[EXERCISE PASSAGE — start]

BYOT: Bring Your Own Tokens

I keep hearing versions of the same story from consultants and in-house devs alike: "I just used Claude Code to fix that bug." Own API key, own account, company codebase. Wild west.

Does the CTO know? Compliance? Legal?

What's actually happening

When an AI agent "reads" a file or "investigates" a database issue (even with read-only access), that content gets pulled into the context window. From there it makes a round trip to an LLM API. Every turn. Source code, schemas, migration files, logs, error messages with real user data baked in.

This is not a theoretical attack surface. This is the default behaviour, happening right now, in organisations that haven't thought carefully about it. The developer isn't being malicious. They're being productive. That's exactly what makes it hard to catch.

Four questions worth asking before the next sprint

1. Which LLM APIs are actually being used in your codebase right now?

Not which ones you've approved. Which ones are actually running. Personal accounts don't show up in your procurement or security tooling. You won't find them in your firewall logs unless you're specifically looking for the right hostnames. Start by asking your developers directly. You may be surprised.

2. Do the terms of those APIs exclude training on your data?

Most major providers offer enterprise tiers with explicit no-training commitments. Personal accounts are a different story. Read the terms. Some providers are unambiguous; others are not. "Your data is not used for training" in a consumer product FAQ is not a legal guarantee. Get it in writing, in a contract, before your code is in the context window.

3. Where does the data land: EU, US, somewhere else entirely?

Data residency matters under GDPR, and increasingly under other frameworks too. A Finnish developer chasing a bug with a personal API key may be routing company data through inference infrastructure in a jurisdiction your DPA has never heard of. Saying "we didn't know" is not a GDPR defence. Saying "it was just a developer tool" is not a GDPR defence either.

4. What happens when an agent pulls PII into context while chasing a user-reported bug?

This one deserves to be said plainly. A developer gets a bug report: "user ID 48291 sees the wrong balance." They hand it to their agent. The agent reads the relevant database query, checks the logs, pulls a sample row to understand the schema. That sample row may contain a real name, a real address, a real transaction history. It is now in the context window of an API running on infrastructure you don't control, under terms you haven't reviewed, in a jurisdiction you may not know.

GDPR doesn't care that it was a quick fix.

The answer is not to ban agentic tooling

That ship has sailed, and it was a good ship. Agentic development workflows are genuinely useful. Trying to prohibit them will just push usage further underground.

The answer is to own your LLM APIs. At the very least, understand how the technology works and buy tokens from a provider whose terms, data residency, and security posture actually match your compliance requirements. Enterprise agreements with the major providers are not expensive relative to the risk. They give you audit trails, data processing agreements, and no-training commitments in writing.

Set up a company account. Give your developers access. Make it easier to do the right thing than to reach for a personal key.

Where a lot of organisations are right now

Half their codebase round-tripping through three different inference providers on personal accounts. No audit trail. No DPA. No idea.

It's unfathomable. And yet, exactly where a lot of organisations are right now.

BYOT is not a developer problem. It's a leadership problem. The people setting engineering culture and tooling policy need to get ahead of this. Before the compliance team finds out the hard way.

[EXERCISE PASSAGE — finish]

--- REQUIRED ACTIONS ---
1) From the BYOT post, output the passage starting at "Data residency matters" and ending with "a user-reported bug?", including both.
2) Translate this sentence from the BYOT post into Spanish: "Enterprise agreements with the major providers are not expensive relative to the risk."

[COLLECTED DATA — start]

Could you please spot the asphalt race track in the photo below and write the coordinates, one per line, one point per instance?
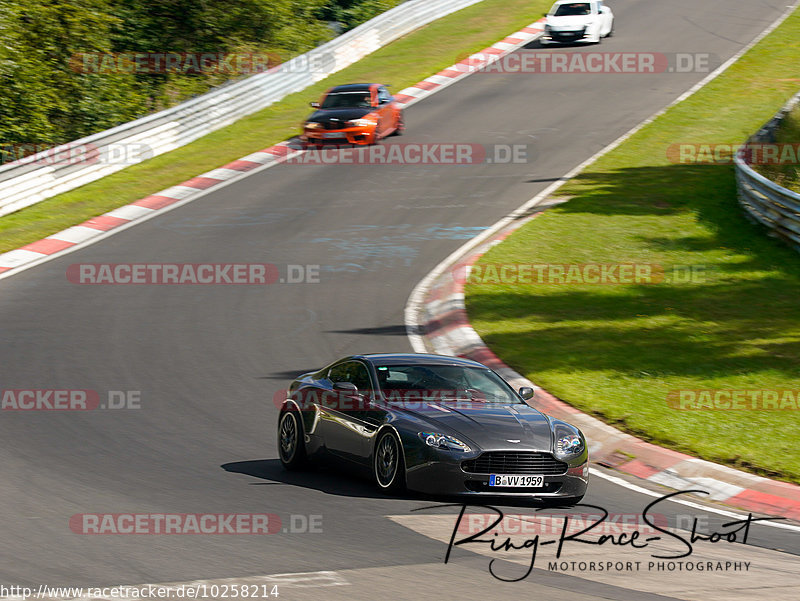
(208, 359)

[COLLECTED DATA — finish]

--- SET OF ANSWERS ---
1)
Data residency matters under GDPR, and increasingly under other frameworks too. A Finnish developer chasing a bug with a personal API key may be routing company data through inference infrastructure in a jurisdiction your DPA has never heard of. Saying "we didn't know" is not a GDPR defence. Saying "it was just a developer tool" is not a GDPR defence either.

4. What happens when an agent pulls PII into context while chasing a user-reported bug?

2) Los acuerdos empresariales con los principales proveedores no son caros en relación con el riesgo.